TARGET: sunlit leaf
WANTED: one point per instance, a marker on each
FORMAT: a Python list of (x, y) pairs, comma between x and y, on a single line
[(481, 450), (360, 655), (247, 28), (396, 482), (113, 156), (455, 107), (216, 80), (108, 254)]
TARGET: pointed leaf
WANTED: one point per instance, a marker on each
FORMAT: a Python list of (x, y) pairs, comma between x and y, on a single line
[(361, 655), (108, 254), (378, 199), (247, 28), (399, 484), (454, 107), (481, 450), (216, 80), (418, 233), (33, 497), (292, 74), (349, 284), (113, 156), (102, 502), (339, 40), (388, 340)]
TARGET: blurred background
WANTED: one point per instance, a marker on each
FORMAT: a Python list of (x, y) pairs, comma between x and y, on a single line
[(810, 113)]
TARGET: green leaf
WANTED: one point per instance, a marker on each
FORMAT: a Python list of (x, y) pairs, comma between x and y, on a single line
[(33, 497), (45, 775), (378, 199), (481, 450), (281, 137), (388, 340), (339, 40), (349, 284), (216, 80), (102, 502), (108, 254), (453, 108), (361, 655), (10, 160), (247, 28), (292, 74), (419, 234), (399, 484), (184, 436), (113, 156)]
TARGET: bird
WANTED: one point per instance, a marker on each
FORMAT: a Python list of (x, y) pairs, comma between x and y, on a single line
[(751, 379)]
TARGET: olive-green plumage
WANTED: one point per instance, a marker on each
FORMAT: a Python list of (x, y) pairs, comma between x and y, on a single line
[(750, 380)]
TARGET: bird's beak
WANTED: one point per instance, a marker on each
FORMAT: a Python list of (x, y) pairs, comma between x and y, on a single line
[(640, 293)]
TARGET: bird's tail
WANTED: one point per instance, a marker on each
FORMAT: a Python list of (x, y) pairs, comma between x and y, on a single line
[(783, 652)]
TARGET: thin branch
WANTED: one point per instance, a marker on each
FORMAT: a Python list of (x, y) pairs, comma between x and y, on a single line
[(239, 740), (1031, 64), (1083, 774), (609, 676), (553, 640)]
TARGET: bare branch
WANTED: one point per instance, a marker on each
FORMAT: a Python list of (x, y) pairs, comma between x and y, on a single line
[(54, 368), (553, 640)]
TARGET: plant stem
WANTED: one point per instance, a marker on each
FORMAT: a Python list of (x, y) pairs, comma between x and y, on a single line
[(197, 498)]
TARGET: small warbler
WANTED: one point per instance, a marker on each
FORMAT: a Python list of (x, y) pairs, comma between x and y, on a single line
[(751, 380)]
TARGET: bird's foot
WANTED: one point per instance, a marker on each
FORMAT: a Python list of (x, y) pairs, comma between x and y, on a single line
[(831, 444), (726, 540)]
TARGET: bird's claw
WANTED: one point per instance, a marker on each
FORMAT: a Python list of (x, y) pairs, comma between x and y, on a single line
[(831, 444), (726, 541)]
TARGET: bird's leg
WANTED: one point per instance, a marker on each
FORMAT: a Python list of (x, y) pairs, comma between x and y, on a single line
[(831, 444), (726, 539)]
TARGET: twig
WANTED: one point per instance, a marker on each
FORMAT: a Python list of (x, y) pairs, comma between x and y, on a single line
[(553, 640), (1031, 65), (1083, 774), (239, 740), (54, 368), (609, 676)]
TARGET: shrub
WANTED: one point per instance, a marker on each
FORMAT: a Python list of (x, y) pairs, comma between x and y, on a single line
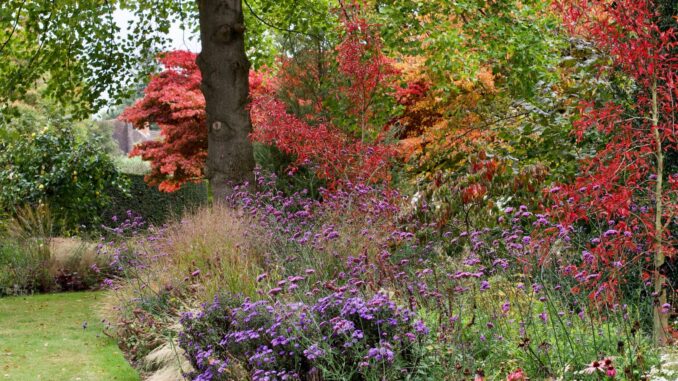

· · ·

*PROBLEM REQUIREMENTS:* The material shown above is to be repeated verbatim, and its pictures are to be omitted.

*WRITTEN REPLY:*
TARGET: sunlit leaf
WANTED: one point per instance, a marker on each
FORMAT: a Python list of (x, y) pairs, comma between x and y, on a single line
[(481, 450), (360, 655), (247, 28), (396, 482), (113, 156), (455, 107), (216, 80), (108, 254)]
TARGET: pointed leaf
WANTED: one point per instance, a marker on each
FORMAT: a Python list of (x, y) pairs, comma between x and y, on a single line
[(361, 655), (108, 254), (378, 199), (247, 28), (399, 484), (454, 107), (481, 450), (216, 80), (418, 233), (33, 497), (292, 74), (349, 284), (113, 156), (102, 502), (339, 40), (388, 340)]
TARGET: blurred background
WANTED: one point per instance, a marker on each
FORMAT: a Python list of (x, y) pairs, comma between x and y, on a single line
[(810, 113)]
TARGET: green leaf
WANTED: one point per instance, a marker on each
FORMAT: a Python list of (x, y) pairs, comma between x and y, on a single line
[(33, 497), (45, 775), (378, 199), (481, 450), (281, 137), (388, 340), (339, 40), (349, 284), (216, 80), (102, 502), (108, 254), (453, 108), (361, 655), (10, 160), (247, 28), (292, 74), (419, 234), (399, 484), (184, 436), (113, 156)]
TARGET: bird
WANTED: one point per instance, a marker on each
FORMAT: a Python list of (x, y) pairs, comma between x and y, on a single line
[(751, 379)]
TARGET: olive-green plumage
WANTED: one point per instance, a marker on each
FORMAT: a Python list of (x, y) pairs, comma between x and y, on a single line
[(750, 380)]
TARGET: bird's beak
WANTED: one point per instance, a marker on each
FORMAT: a Python list of (x, y) pairs, comma between x and y, on a single line
[(640, 293)]
TARGET: bird's tail
WANTED: one point per instance, a marker on each
FORMAT: a Python list of (x, y) pairs, comma between x and y, on a single line
[(783, 652)]
TARGET: thin branch
WANTED: one point per instance, a marker on each
FORMAT: a Python list of (x, y) pairs, comma between x and y, on a single line
[(239, 740), (1031, 64), (1083, 774), (609, 676), (553, 640)]
TARGET: bare branch
WANTED: one point per instance, a marker on each
FORMAT: a Python list of (x, y) pairs, comma between x and y, on a single line
[(54, 368), (553, 640)]
TARGET: plant stem
WANTED: one point per instance, a marker on each
FORMAT: a Python list of (x, y) pairs, comma between x and y, on a single line
[(197, 498)]
TARGET: small warbler
WANTED: one point per instance, a marker on each
FORMAT: a Python list of (x, y) pairs, comma between x and y, on a single line
[(751, 380)]
TARGET: bird's foot
WANTED: one point per instance, a marker on each
FORMAT: a Python list of (x, y) pairs, comma between x and y, on a single line
[(831, 444), (726, 540)]
TARGET: bird's claw
WANTED: one point per instance, a marker on each
FORMAT: a Python list of (x, y) pairs, comma between x and y, on a single line
[(831, 444), (726, 541)]
TARGET: bird's leg
WANTED: one point per instance, a marker on each
FORMAT: a Python list of (x, y) pairs, comma between x and y, on a single line
[(831, 444), (726, 539)]
TARGET: twig
WANTED: one point per instance, a marker on each
FORMAT: a Python list of (x, y) pairs, comma between x and y, on a single line
[(553, 640), (1031, 65), (1083, 774), (239, 740), (54, 368), (609, 676)]
TARGET: shrub
WANTED: one point per instance, a marker on each
FORMAT: a Python list of (x, y) pairs, comma between x and y, on a single line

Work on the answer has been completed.